#### Exercise instructions
• A. Write out, word for word, the part of the Bitcask challenge text starting at "The creators of" and ending at "minimal data loss.".
• B. Pick up the Bitcask challenge text after its final sentence and keep writing it.

Coding Challenge #97 - Bitcask
This challenge is to build your own Bitcask storage engine and learn about log-structured hash tables.
Hi this is John with this week’s Coding Challenge.
🙏 Thank you for being one of the 89,613 software developers who have subscribed, I’m honoured to have you as a reader. 🎉
If there is a Coding Challenge you’d like to see, please let me know by replying to this email📧
Coding Challenge #97 - Bitcask
This challenge is to build your own Bitcask. Bitcask is a log-structured hash table for fast key/value data storage and retrieval. Bitcask is the default storage backed for the Riak key-value store.
The creators of Riak describe Bitcask as “A log-structured hash table for fast key/value data”. What does that mean? It means that Bitcask writes data to an append-only log file and uses an in-memory hash table to keep track of the positions of its log entries. They chose this approach as it provides high read/write throughput and is relatively easy to implement and reason about.
Their specific technical goals were:
Low latency per item read and write.
High throughput, especially when writing an incoming stream of random items.
The ability to handle datasets much larger than RAM without performance degradation.
Crash “friendly”, meaning it provides fast recovery and zero to minimal data loss.

#### Provided data

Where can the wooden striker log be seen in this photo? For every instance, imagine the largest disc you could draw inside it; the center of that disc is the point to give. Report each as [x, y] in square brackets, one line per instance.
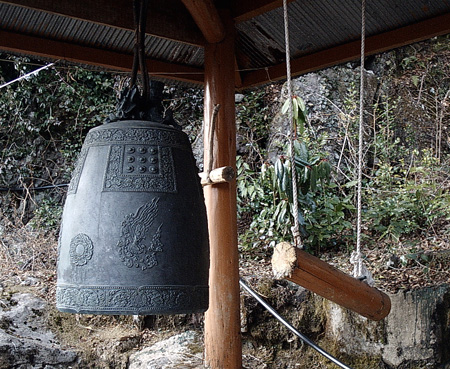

#### Answers per task
• A.
The creators of Riak describe Bitcask as “A log-structured hash table for fast key/value data”. What does that mean? It means that Bitcask writes data to an append-only log file and uses an in-memory hash table to keep track of the positions of its log entries. They chose this approach as it provides high read/write throughput and is relatively easy to implement and reason about.
Their specific technical goals were:
Low latency per item read and write.
High throughput, especially when writing an incoming stream of random items.
The ability to handle datasets much larger than RAM without performance degradation.
Crash “friendly”, meaning it provides fast recovery and zero to minimal data loss.

• B.
Easy to backup and restore.
A relatively simple, understandable (and thus supportable) codebase and data format.
Predictable behaviour under heavy access load or large data volume.
You can read more about Bitcask in the Bitcask paper.
🚨Would You Like To Learn Go By Building Coding Challenges! 🚨
I’m running the Coding Challenges Learn Go By Building Live Course again in September.
It is a live course that runs for three working weeks from September the 15th to the October the 3rd. During the course I’ll introduce you to ever aspect of Go that you need to build the following five real-world projects (based off five of my coding challenges):
🏗️ cat - By building cat you learn how to build and run command line programs in Go.
🏗️ sort - By building sort you learn how to use Go's data structures and control flow to implement sort.
🏗️ curl - By building curl you learn how to write network clients in Go.
🏗️ wc - By building wc you learn how to process text data and handle locales with Go.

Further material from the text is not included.